2 commentsNathan M • December 08 2010 10:01AM

3 Critical Reasons Contributing to High Rental Vacancies

rental vacancyUS Census 2010 data shows that rental vacancy rates are at the highest points they've been since the 1950s when the data begun being tracked.   Today rental vacancy rates are 10.6% or 1 in 10 homes do not have a tenant.  One might ponder; how can this be given all the foreclosures and new renters in the market?

There are 3 primary reasons and by taking a few critical steps you can cut your vacancy rates in half or more.  Read on if you are a property manager or landlord and don't want to fall into the trap so many other property managers have in today's declining real-estate market.

  1. We're in a recession.  Despite our government telling us it was over in 2009; it's not for most of us, especially those in the real-estate or property management business.  Because times are tight right now owners are skimping on maintenance such as putting off the new paint job or new carpet until next year when times are better.  That line of thinking will ensure that next year will be no better.  The maintenance has to be done eventually anyways, and if the money to do it can be scraped up to repair the problem today, the outlook for tomorrow will be much better because your vacancy rates are going to go down.  Fact is, tenants do shop and it is more of a tenant's market today than ever, so if there is a better house available (that doesn't need new carpet for instance), you are going to lose that tenant.  If you manage your own properties make the decision to keep up the maintenance, and if you manage somebody elses properties, provide them this compelling data so they will.  Pay specific attention to these items, in order of importance:  Exterior paint, front yard landscaping, front door and entryway, living area & kitchen.

**DATASET SECTION**:
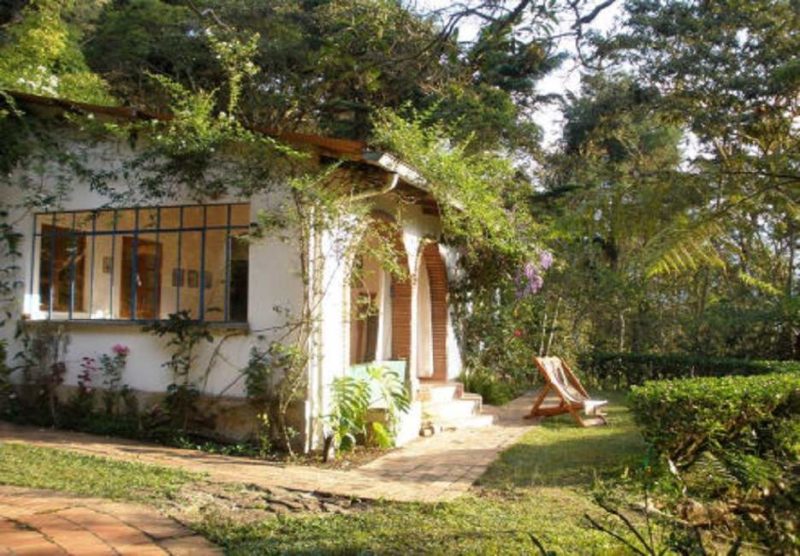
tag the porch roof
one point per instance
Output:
(342, 149)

**TASKS**:
1 – Copy word for word the part of the rental vacancy post above, from "rental vacancyUS Census" to "declining real-estate market.".
2 – Answer these from the rental vacancy post above:
(a) What rental vacancy rate does the post give for today?
(b) Since which decade have rental vacancy rates not been this high?
(c) Which item tops the list of things to pay attention to, in order of importance?

**COMPLETE ANSWERS**:
1 –
rental vacancyUS Census 2010 data shows that rental vacancy rates are at the highest points they've been since the 1950s when the data begun being tracked.   Today rental vacancy rates are 10.6% or 1 in 10 homes do not have a tenant.  One might ponder; how can this be given all the foreclosures and new renters in the market?

There are 3 primary reasons and by taking a few critical steps you can cut your vacancy rates in half or more.  Read on if you are a property manager or landlord and don't want to fall into the trap so many other property managers have in today's declining real-estate market.

2 –
(a) 10.6%, or 1 in 10 homes without a tenant.
(b) The 1950s.
(c) Exterior paint.